Stated task → In the passage on the Yemenite Jewish exodus to Israel, set down word for word the portion running from "The entire Yemenite" to "the 1948 exodus.".

Source document →
━━━

The entire Yemenite community of Jews, almost 50,000, swarmed into Israel via “Operation Magic Carpet” in 1948. Yemenite Jewry, whose history went back 2500 years, was fleeing from what the historian S. D. Goitein has described as “the worst aspect” of Arab mistreatment of Jews. A Yemenite law had decreed that fatherless Jewish children under thirteen be taken from their mothers and raised as Muslims. Goitein writes: “To my mind, this law, which was enforced with new vigor about fifty years ago, more than anything else compelled the Jews to quit that country to which they were very much attached. . . . The result was that many families arrived in Israel with one or more of their children lost to them. . . .” The stoning of Jews was still practiced in Yemen at the time of the 1948 exodus.

━━━

Raw records →
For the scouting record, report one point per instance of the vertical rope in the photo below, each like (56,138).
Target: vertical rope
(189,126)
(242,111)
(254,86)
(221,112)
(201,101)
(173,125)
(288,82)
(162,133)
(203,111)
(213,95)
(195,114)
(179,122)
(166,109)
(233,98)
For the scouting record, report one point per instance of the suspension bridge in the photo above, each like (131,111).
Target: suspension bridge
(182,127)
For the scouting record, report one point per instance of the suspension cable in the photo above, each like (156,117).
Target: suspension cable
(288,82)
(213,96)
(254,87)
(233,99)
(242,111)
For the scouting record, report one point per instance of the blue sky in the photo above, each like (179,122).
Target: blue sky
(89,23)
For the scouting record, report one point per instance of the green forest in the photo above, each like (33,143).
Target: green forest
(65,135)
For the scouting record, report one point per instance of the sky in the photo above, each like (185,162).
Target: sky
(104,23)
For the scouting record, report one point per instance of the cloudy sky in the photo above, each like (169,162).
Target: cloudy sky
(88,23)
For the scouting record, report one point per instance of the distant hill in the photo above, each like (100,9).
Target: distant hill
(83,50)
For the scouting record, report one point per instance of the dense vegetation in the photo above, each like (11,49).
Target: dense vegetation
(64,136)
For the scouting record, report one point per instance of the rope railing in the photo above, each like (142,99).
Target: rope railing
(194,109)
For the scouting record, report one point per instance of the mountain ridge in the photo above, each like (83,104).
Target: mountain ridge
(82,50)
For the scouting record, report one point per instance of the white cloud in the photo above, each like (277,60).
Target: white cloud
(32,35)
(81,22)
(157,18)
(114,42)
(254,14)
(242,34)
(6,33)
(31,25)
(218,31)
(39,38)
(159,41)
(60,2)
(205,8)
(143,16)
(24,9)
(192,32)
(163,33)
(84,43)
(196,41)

━━━

Task result →
The entire Yemenite community of Jews, almost 50,000, swarmed into Israel via “Operation Magic Carpet” in 1948. Yemenite Jewry, whose history went back 2500 years, was fleeing from what the historian S. D. Goitein has described as “the worst aspect” of Arab mistreatment of Jews. A Yemenite law had decreed that fatherless Jewish children under thirteen be taken from their mothers and raised as Muslims. Goitein writes: “To my mind, this law, which was enforced with new vigor about fifty years ago, more than anything else compelled the Jews to quit that country to which they were very much attached. . . . The result was that many families arrived in Israel with one or more of their children lost to them. . . .” The stoning of Jews was still practiced in Yemen at the time of the 1948 exodus.